◆ TASK STATEMENT
Copy out the data so that nothing differs from the original.

+++ RECORDS PROVIDED

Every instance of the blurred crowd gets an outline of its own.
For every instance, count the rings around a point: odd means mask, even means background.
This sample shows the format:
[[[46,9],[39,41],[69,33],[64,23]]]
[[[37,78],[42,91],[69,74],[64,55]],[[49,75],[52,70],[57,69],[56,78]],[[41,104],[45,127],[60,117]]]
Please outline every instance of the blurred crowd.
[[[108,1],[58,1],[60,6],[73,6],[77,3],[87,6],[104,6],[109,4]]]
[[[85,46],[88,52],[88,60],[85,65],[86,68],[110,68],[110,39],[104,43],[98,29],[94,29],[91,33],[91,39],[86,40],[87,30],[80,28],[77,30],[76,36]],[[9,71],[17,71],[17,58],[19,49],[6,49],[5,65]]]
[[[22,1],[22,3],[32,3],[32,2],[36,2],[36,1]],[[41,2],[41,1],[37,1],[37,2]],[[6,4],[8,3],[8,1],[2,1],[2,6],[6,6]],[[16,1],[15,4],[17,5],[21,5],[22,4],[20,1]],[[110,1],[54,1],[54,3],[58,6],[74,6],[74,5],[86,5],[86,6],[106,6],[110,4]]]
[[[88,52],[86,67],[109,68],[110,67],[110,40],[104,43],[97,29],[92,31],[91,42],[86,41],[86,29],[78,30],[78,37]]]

++++++

◆ ANSWER TO THE EXERCISE
Every instance of the blurred crowd gets an outline of its own.
For every instance, count the rings around a point: odd means mask, even means background.
This sample shows the format:
[[[46,9],[39,41],[69,33],[64,23]]]
[[[37,78],[42,91],[69,74],[64,55]],[[49,75],[52,70],[57,69],[56,78]],[[41,104],[45,127],[60,117]]]
Please outline every instance of the blurred crowd.
[[[108,1],[58,1],[60,6],[73,6],[77,3],[87,6],[104,6],[109,4]]]
[[[85,46],[88,52],[88,60],[85,65],[86,68],[110,68],[110,39],[104,43],[98,29],[94,29],[91,33],[91,39],[86,40],[87,30],[80,28],[77,30],[76,36]],[[9,71],[17,71],[17,58],[19,49],[6,49],[5,65]]]
[[[22,1],[22,3],[32,3],[32,2],[36,2],[36,1]],[[41,2],[41,1],[37,1],[37,2]],[[6,4],[8,3],[8,1],[2,1],[2,6],[6,6]],[[16,1],[15,4],[17,5],[21,5],[22,4],[20,1]],[[110,1],[54,1],[54,3],[58,6],[74,6],[74,5],[86,5],[86,6],[106,6],[110,4]]]
[[[88,52],[86,67],[109,68],[110,67],[110,40],[104,43],[97,29],[92,31],[91,42],[86,41],[86,29],[78,30],[78,37]]]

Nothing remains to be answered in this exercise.